# Chances of me going vegan



## swmnhay (Jun 13, 2008)




----------



## haybaler101 (Nov 30, 2008)

Yep, I don’t hunt because we have more beef, pork and turkey in the freezer than we know what to do with, but if it were to ever run out, I would have a deer hanging in less than 30 minutes! Vegans eat the food that my food eats.


----------



## stack em up (Mar 7, 2013)

I could consider myself a vegan in that I eat a lot of grass. It’s just been converted to tasty beef and chicken first.


----------



## Markwright (Nov 19, 2019)

The CEO of Whole Foods stores has stated: " Even though products like artificial meat are good for the planet, they Are Bad for Your Health. "


----------



## 8350HiTech (Jul 26, 2013)

Markwright said:


> The CEO of Whole Foods stores has stated: " Even though products like artificial meat are good for the planet, they Are Bad for Your Health. "


That man is also a vegan. It's true he doesn't like the current round of fake and highly processed burger substitutes but it's not as if he's at home right now gnoshing a steak either.


----------



## farmer97 (Oct 20, 2016)

Cow eat grass, I eat cow, vegan!
The rest are taters and onions!


----------



## BWfarms (Aug 3, 2015)

I hunt because I like variety 

....and I don't have to tithe the king to shoot them.


----------



## bool (Mar 14, 2016)

The best dietary advice I have ever seen is, "Don't eat anything your Great-Grandmother would not recognise as food." I'm sure she wasn't a vegan.

Roger


----------

[WORK INSTRUCTIONS]
A. In the forum thread about going vegan, how long does haybaler101 say it would take to have a deer hanging if the freezer ever ran out?
B. Copy out the stretch of the forum thread about going vegan between "Yep, I don’t" and "(Mar 7, 2013)", inclusive.

[ROWS]

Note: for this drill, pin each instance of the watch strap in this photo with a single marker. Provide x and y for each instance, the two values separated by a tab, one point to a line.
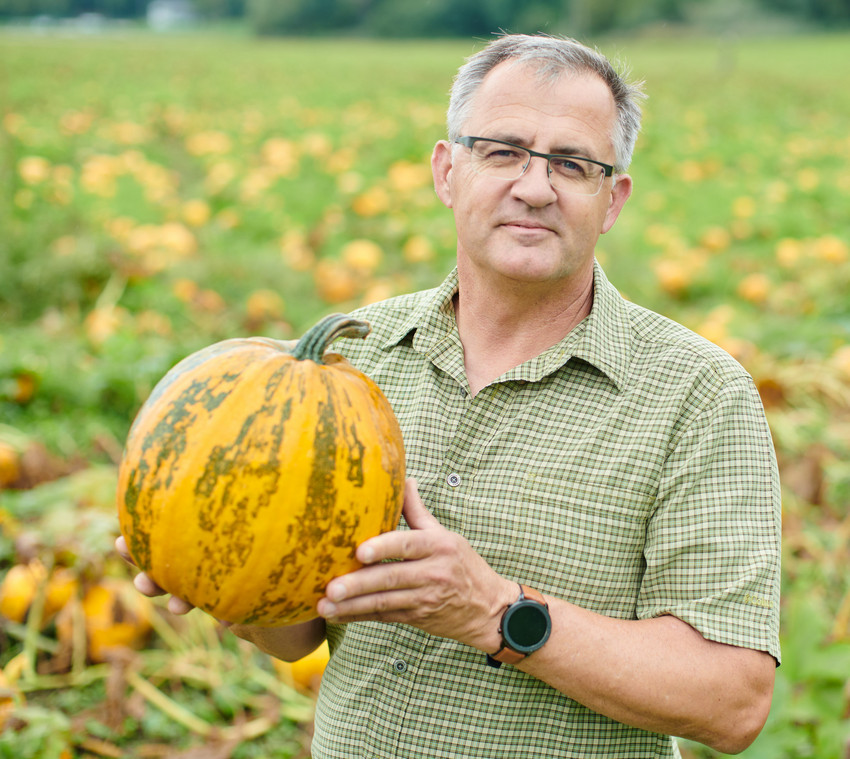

==

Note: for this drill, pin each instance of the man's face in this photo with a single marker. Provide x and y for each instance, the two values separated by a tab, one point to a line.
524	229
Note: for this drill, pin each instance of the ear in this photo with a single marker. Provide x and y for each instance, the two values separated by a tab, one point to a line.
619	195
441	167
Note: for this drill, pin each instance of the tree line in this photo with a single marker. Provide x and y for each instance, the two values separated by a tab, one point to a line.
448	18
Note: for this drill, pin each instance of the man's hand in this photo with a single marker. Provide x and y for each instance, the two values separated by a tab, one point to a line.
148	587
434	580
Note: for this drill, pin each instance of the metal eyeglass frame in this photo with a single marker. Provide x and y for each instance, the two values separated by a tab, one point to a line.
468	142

--

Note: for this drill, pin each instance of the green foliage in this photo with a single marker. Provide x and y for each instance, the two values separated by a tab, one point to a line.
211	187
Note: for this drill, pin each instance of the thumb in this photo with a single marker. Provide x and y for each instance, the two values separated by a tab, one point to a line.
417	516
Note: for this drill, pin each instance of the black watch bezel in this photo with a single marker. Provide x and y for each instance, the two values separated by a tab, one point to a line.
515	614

[ANSWERS TO EACH TASK]
A. Less than 30 minutes.

B.
Yep, I don’t hunt because we have more beef, pork and turkey in the freezer than we know what to do with, but if it were to ever run out, I would have a deer hanging in less than 30 minutes! Vegans eat the food that my food eats.


----------



## stack em up (Mar 7, 2013)